TASK TO COMPLETE:
Find every line in the items below that contains the word "villa" and copy each of those lines.

DATA PROVIDED:

::::::::

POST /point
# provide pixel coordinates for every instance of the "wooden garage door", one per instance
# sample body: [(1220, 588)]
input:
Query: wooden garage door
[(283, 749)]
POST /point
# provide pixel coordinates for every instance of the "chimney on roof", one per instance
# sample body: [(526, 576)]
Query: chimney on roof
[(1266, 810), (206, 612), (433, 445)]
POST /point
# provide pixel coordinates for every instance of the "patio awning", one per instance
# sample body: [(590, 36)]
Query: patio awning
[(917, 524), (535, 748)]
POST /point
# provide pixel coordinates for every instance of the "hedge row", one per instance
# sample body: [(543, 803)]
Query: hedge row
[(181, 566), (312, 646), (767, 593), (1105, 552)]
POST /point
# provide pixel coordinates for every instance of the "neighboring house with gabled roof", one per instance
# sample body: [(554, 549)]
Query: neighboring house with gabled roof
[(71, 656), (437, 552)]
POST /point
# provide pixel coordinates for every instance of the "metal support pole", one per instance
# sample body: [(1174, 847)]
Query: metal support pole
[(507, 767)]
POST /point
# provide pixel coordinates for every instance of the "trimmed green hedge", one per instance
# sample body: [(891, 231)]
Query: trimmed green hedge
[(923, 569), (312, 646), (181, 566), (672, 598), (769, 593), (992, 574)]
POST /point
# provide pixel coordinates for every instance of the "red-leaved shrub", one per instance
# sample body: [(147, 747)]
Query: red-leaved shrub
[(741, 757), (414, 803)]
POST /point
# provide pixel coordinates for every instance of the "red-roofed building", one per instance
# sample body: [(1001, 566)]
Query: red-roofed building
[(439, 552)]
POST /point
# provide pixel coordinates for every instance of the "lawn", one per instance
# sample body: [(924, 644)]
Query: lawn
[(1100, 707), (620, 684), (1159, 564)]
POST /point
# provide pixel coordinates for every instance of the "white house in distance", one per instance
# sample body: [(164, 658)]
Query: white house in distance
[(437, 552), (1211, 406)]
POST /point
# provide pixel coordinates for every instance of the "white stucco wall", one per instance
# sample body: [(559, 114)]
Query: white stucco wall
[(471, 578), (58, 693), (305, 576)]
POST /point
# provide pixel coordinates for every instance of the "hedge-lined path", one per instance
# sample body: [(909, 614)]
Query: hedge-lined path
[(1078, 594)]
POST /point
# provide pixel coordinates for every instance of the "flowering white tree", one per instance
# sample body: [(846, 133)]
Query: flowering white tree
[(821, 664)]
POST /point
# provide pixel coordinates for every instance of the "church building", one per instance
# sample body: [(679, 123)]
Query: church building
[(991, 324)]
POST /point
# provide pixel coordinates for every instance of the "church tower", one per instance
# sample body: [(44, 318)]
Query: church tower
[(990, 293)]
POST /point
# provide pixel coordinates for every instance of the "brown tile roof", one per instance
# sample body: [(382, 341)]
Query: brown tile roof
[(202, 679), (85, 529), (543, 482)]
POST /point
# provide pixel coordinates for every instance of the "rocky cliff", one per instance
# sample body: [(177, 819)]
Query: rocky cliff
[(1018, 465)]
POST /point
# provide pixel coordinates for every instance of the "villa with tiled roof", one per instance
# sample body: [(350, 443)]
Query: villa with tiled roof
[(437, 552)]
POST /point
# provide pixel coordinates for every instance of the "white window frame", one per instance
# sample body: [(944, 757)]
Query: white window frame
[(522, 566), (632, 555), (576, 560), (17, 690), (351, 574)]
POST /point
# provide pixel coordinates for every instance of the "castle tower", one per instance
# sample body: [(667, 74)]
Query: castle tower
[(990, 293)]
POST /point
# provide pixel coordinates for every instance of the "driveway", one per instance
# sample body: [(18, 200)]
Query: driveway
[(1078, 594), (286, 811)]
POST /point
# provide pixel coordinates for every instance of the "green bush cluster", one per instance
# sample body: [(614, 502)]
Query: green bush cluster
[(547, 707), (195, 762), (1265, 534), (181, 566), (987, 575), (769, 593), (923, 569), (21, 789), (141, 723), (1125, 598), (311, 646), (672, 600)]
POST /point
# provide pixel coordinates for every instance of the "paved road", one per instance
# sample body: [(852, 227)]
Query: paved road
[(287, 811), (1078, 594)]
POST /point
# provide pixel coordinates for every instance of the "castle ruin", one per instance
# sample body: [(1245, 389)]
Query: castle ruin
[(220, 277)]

::::::::

RESPONSE TO THE EXERCISE:
# provide pixel coordinates for every instance of the "villa with tiled roof", one per instance
Query: villa with tiled roof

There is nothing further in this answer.